**The exercise:**
From the listing below, extract the lines starting at the one that contains "white cap, which" and continuing through the end of the listing, both ends included, and reproduce them without changes. Omit any pictures from your answer.

----- Records shown

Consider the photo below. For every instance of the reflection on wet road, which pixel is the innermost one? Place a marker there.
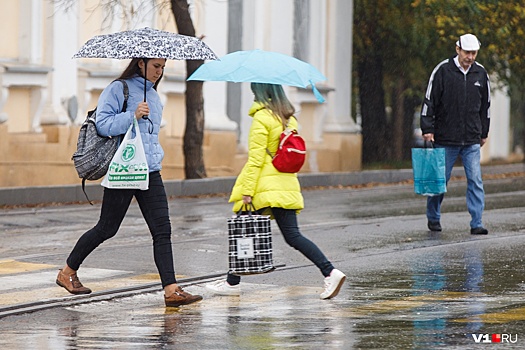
(406, 288)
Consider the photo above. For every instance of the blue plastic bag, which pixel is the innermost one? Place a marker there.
(428, 165)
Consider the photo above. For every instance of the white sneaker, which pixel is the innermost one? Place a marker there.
(223, 288)
(332, 284)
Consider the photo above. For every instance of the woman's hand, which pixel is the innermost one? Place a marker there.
(142, 110)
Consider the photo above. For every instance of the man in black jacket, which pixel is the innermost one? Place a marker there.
(456, 116)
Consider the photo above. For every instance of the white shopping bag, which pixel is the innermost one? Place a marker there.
(129, 167)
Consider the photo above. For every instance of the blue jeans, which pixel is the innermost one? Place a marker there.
(153, 204)
(470, 157)
(287, 221)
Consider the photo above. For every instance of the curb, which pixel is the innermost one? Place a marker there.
(20, 196)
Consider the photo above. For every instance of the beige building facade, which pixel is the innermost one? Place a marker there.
(45, 93)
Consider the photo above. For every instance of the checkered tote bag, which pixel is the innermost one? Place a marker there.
(250, 244)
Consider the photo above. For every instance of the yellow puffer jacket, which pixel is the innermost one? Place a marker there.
(259, 178)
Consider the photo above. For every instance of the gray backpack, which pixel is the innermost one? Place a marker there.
(94, 152)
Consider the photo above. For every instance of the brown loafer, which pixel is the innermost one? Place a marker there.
(181, 297)
(71, 283)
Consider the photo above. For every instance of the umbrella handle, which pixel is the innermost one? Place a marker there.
(317, 94)
(145, 75)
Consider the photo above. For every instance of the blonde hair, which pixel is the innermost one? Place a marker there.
(272, 96)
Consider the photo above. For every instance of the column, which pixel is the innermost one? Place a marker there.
(61, 29)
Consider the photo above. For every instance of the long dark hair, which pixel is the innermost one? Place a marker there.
(272, 96)
(133, 69)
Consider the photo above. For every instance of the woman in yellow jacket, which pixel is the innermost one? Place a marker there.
(272, 192)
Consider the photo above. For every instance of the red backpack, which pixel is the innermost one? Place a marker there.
(291, 153)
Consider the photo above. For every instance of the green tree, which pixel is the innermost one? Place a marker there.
(397, 44)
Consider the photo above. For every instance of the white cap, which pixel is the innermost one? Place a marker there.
(468, 42)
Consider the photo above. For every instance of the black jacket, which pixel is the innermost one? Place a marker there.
(456, 107)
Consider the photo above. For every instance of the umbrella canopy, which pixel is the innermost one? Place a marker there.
(146, 43)
(259, 66)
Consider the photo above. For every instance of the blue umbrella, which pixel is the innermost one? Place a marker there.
(259, 66)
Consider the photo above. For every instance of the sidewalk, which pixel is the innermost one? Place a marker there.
(179, 188)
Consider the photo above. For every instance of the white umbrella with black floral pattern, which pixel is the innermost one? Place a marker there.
(146, 43)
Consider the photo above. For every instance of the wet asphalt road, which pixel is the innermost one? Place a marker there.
(406, 287)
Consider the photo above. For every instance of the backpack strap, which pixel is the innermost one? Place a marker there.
(126, 94)
(124, 107)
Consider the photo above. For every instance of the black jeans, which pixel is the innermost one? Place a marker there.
(153, 204)
(287, 221)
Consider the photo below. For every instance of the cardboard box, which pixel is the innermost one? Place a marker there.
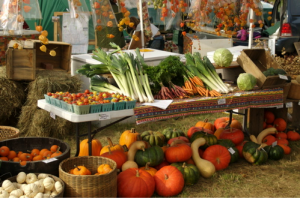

----------

**Output for this exercise:**
Consider the photo above. For every instance of the white cap, which pixel is the innermost one? Place a marker there.
(468, 42)
Consider the photo above. For every instance of the black jacket, which pixel is the innermost one? Place a marker there.
(456, 107)
Consider the photo above. For every instance of the umbrella canopy, which pixel is the innermost one? Place a marker there.
(146, 43)
(259, 66)
Consider the photo above. For every instance of the blue umbrella, which pixel is the innermost one? Place a marker there.
(259, 66)
Consider the photo above. For every instance of the sidewalk, which pixel is the innermost one? Place a marker there.
(179, 188)
Consider the photo above. For every instance of the white umbrella with black floral pattern, which pixel is the innermost one? Place a marker there.
(146, 43)
Consider the photo above. For every instance of the wet asphalt road, which pixel is the innermost one? Place a marker there.
(406, 287)
Consider the photo above. For every instance of the backpack strap, which pixel is the innermost one? Place a marker there.
(126, 94)
(124, 107)
Consider the photo above. For every instance of the black jeans, which pixel is the innermost one? Place a marker there.
(153, 204)
(287, 221)
Consider the photo below. For every instance of the cardboard box, which pixel is the innermost one? Place a marker there.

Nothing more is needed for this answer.